--- START ---
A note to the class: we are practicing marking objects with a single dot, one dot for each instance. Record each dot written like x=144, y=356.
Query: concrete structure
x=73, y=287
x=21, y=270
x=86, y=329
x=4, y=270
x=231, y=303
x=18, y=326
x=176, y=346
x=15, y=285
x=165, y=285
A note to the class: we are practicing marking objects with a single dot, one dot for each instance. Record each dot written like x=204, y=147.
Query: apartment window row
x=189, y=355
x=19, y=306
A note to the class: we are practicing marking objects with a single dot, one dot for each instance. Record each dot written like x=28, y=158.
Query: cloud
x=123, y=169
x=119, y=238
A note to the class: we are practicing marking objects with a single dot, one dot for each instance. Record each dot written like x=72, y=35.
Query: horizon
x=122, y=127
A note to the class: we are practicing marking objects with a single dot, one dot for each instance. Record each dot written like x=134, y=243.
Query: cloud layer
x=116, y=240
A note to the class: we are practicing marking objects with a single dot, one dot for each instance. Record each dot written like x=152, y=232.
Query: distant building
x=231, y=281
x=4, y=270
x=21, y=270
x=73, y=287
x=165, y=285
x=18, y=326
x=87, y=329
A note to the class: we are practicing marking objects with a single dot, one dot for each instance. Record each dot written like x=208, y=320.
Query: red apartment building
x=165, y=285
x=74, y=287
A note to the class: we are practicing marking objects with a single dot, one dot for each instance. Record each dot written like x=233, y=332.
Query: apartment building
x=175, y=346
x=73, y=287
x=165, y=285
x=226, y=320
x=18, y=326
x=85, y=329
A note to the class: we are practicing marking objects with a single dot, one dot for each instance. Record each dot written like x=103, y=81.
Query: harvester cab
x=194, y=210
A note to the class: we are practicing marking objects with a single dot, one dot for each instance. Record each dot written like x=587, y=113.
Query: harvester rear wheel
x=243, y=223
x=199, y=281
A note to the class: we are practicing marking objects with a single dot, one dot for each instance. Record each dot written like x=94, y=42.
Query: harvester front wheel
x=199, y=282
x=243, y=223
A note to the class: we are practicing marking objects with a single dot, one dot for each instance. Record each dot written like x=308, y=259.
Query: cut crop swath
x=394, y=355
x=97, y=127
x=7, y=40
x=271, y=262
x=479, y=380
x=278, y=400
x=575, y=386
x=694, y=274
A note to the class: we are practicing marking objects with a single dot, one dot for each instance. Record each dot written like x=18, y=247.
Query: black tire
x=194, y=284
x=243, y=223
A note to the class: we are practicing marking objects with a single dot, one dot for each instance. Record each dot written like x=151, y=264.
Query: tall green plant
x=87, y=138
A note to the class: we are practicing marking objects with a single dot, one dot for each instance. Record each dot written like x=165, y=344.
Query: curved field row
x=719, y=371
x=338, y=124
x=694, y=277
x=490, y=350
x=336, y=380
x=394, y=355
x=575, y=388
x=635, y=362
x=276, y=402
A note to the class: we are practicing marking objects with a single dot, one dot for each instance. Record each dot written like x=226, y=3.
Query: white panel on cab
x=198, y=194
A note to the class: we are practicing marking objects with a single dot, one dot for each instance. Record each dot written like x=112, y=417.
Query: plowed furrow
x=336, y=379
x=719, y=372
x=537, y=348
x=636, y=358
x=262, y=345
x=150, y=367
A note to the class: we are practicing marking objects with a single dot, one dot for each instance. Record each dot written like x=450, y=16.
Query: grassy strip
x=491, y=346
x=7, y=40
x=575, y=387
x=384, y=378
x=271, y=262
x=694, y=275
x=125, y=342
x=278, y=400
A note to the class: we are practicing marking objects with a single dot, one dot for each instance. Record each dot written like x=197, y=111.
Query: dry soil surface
--- END ---
◆ **Task prompt**: After locating the line that contains "like x=134, y=243.", please copy exactly every line from the start of the records through it, and nothing else.

◆ **Result for this exercise**:
A note to the class: we are practicing marking objects with a single dot, one dot for each instance. Record each dot written like x=144, y=356.
Query: concrete structure
x=73, y=287
x=21, y=270
x=86, y=329
x=4, y=270
x=231, y=303
x=18, y=326
x=176, y=346
x=15, y=285
x=165, y=285
A note to the class: we are practicing marking objects with a single dot, one dot for each instance. Record each dot written like x=204, y=147.
Query: apartment window row
x=189, y=355
x=19, y=306
A note to the class: we are practicing marking objects with a single dot, one dot for each instance. Record each dot written like x=28, y=158.
Query: cloud
x=123, y=169
x=119, y=238
A note to the class: we are practicing marking objects with a single dot, one dot for each instance. Record each dot written like x=72, y=35.
Query: horizon
x=122, y=127
A note to the class: we are practicing marking objects with a single dot, one dot for each instance. Record each dot written like x=134, y=243.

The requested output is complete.